The Red Sea has fast become an arena of geopolitical intrigue, as new engagement between Gulf and African states is challenging old assumptions and erasing old boundaries. Expanding economic and strategic interests are driving unprecedented activity on both shores, while great powers pay increasing attention to the maritime gem in the middle, the Bab al Mandab—a strategic chokepoint and gateway to one of the world’s most heavily-trafficked trade waterways.
Here, at the nexus of the Red Sea and the Gulf of Aden, a series of state actors—with different cultures, different models of government, and different styles of diplomacy—are feeling each other out. Opportunities and risks abound, and as in any emerging frontier, the rules of the game are yet to be written.
Establishing a “Red Sea forum,” where concerned states might come together to discuss shared interests, identify emergent threats, and fashion common solutions, is a sensible next step. Efforts are underway to shape such a collective, and as leaders from these rapidly integrating regions sketch further blueprints, four design elements are worthy of consideration.
But first, some context. The United Arab Emirates (UAE), Saudi Arabia, Qatar, and Turkey have each deepened relations with states in the Horn in recent years, hoping to win friends, investments, and influence. (Reviews to date are mixed; some African states have reaped benefits while others have been destabilized.) The most tangible manifestation of this engagement has been a real-estate boom on the African coast, where new military bases and seaports have accompanied diplomatic and commercial investments in Somalia, Djibouti, Eritrea, and Sudan.
Ethiopia, the largest country in the Horn, also figures prominently in the new calculus, as does sometimes-rival Egypt, home to the Red Sea’s longest mainland coastline. Since mid-2017, these new forays into the Horn have also been colored by the Gulf crisis, a toxic feud that has infected politics in several African states as rival camps vie for access. Yemen rounds out the dizzying chessboard, where the onset of war deepened interest in strategic access to nearby African shores as well as control of the Red Sea’s southern gate.

* REQUIRED WORK:
A) Condense the paragraph of the Red Sea passage that opens with "But first, some context" into a shorter version that keeps its main facts.
B) Extract from the Red Sea passage the span that begins at the words "Ethiopia, the largest" and stops after "Sea’s southern gate.".
C) Continue the Red Sea passage from its last sentence onward.
The lines that follow have no connection to the Red Sea passage.

(Stored data entries)
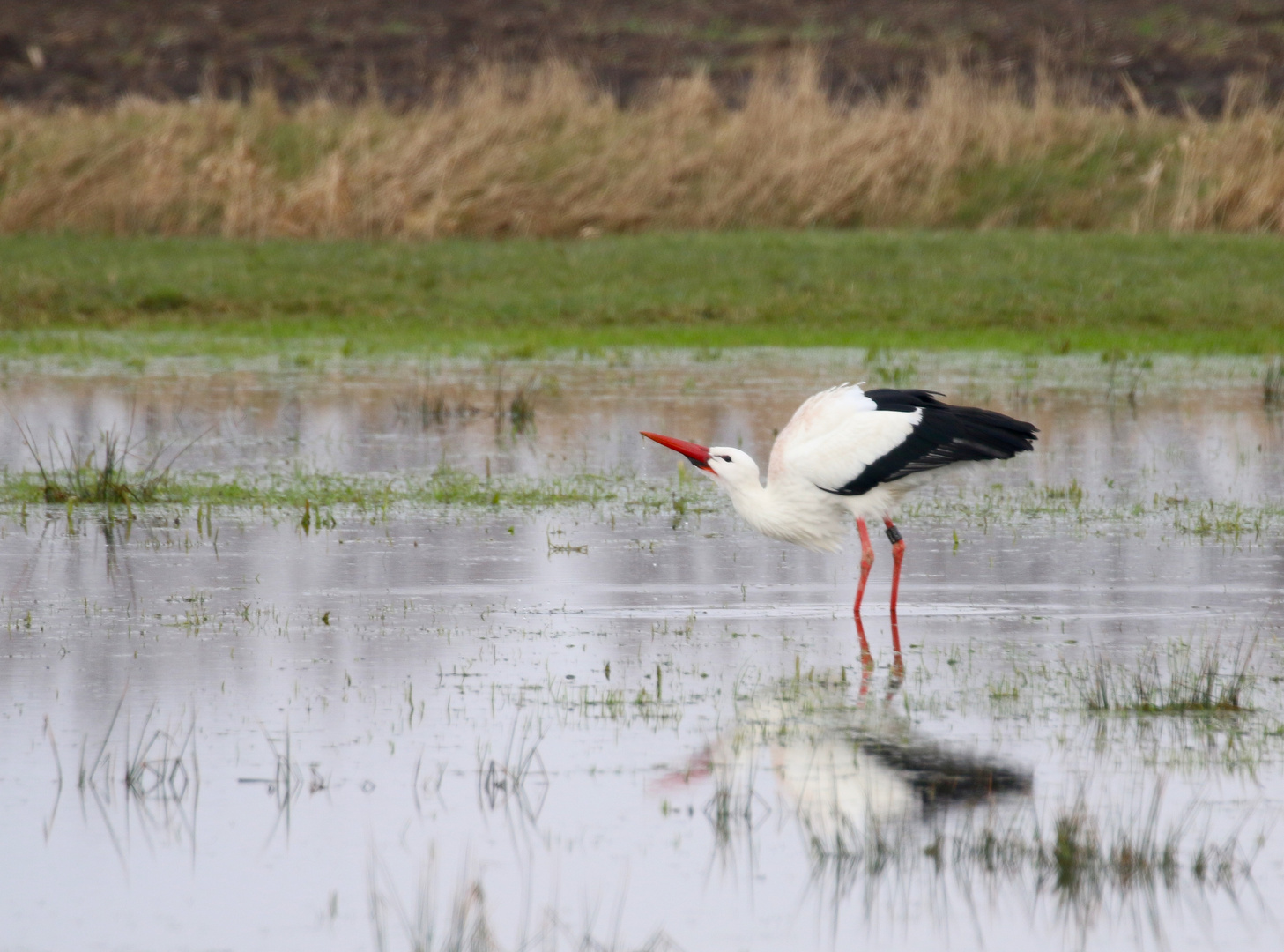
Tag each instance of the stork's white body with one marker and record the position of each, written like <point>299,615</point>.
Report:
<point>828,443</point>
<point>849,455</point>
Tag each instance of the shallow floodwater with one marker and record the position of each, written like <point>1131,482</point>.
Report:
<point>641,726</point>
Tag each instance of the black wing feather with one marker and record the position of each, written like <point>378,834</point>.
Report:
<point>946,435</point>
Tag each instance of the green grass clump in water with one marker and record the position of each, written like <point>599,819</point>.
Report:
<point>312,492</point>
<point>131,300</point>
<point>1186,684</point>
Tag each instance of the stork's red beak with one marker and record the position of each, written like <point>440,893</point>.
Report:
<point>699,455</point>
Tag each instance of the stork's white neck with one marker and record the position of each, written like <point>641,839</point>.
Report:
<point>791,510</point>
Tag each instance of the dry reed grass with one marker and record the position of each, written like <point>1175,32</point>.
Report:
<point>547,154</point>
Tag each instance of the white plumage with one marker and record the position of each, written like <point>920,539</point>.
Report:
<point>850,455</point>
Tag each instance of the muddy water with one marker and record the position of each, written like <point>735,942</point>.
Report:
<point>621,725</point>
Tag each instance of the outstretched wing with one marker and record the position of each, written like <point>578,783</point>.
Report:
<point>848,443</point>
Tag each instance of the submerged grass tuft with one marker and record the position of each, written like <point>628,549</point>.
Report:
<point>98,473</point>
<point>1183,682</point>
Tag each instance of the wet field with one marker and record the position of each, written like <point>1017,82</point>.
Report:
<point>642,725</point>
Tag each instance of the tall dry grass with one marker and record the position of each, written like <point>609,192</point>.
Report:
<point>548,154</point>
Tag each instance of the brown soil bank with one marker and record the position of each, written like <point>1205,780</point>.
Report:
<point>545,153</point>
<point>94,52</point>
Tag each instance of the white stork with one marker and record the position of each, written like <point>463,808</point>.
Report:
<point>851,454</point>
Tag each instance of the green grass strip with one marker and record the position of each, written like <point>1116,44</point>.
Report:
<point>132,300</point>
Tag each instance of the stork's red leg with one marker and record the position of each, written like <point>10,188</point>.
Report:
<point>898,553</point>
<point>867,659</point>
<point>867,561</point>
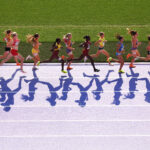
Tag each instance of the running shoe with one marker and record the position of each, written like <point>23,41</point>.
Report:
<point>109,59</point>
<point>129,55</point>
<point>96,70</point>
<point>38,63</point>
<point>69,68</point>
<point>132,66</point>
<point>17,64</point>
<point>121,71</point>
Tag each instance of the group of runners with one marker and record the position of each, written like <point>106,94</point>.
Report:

* EXERCISE ANSWERS:
A) The UAE, Saudi Arabia, Qatar, and Turkey have recently deepened ties with states in the Horn to gain friends, investments, and influence. The results are mixed: some African states have benefited, and others have been destabilized. The clearest sign of this engagement is a real-estate boom on the African coast. There, new military bases and seaports have accompanied diplomatic and commercial investments in Somalia, Djibouti, Eritrea, and Sudan.

B)
Ethiopia, the largest country in the Horn, also figures prominently in the new calculus, as does sometimes-rival Egypt, home to the Red Sea’s longest mainland coastline. Since mid-2017, these new forays into the Horn have also been colored by the Gulf crisis, a toxic feud that has infected politics in several African states as rival camps vie for access. Yemen rounds out the dizzying chessboard, where the onset of war deepened interest in strategic access to nearby African shores as well as control of the Red Sea’s southern gate.

C)
Hundreds of billions of dollars in annual trade flows through this 20-mile wide waterway each year en route to Europe, Asia, and the Gulf. The narrow strait is also critical for freedom of navigation throughout the Mediterranean and Western Indian Ocean, thus making it the subject of interest in Washington, Brussels, and most recently, Beijing. The recent arrival of the Chinese navy in Djibouti—the tiny port nation already host to the U.S. and four other foreign militaries—means the Red Sea and Gulf of Aden are now also a theater for great power rivalry. (Russia, India, Saudi Arabia, and Japan have all signaled interest in establishing a military footprint here, too.)
As I argued recently in Foreign Affairs, the idea of a Red Sea forum, as advanced by some forward-thinking diplomats in the region and in the West, is a good one. Such a collective could confront issues as diverse as trade and infrastructure development, maritime security, mixed migration, environmental protection, and conflict management. For example, tens of thousands of irregular migrants leave the Horn of Africa each year en route to the Gulf, often by way of Yemen. Meanwhile, huge numbers of Yemeni refugees, displaced by war, flee in the opposite direction—ending up not only elsewhere on the Arabian Peninsula, but across the Horn of Africa. States on both shores would benefit from a common conversation about this increasingly complex landscape, especially in the event of a post-war transition in Yemen.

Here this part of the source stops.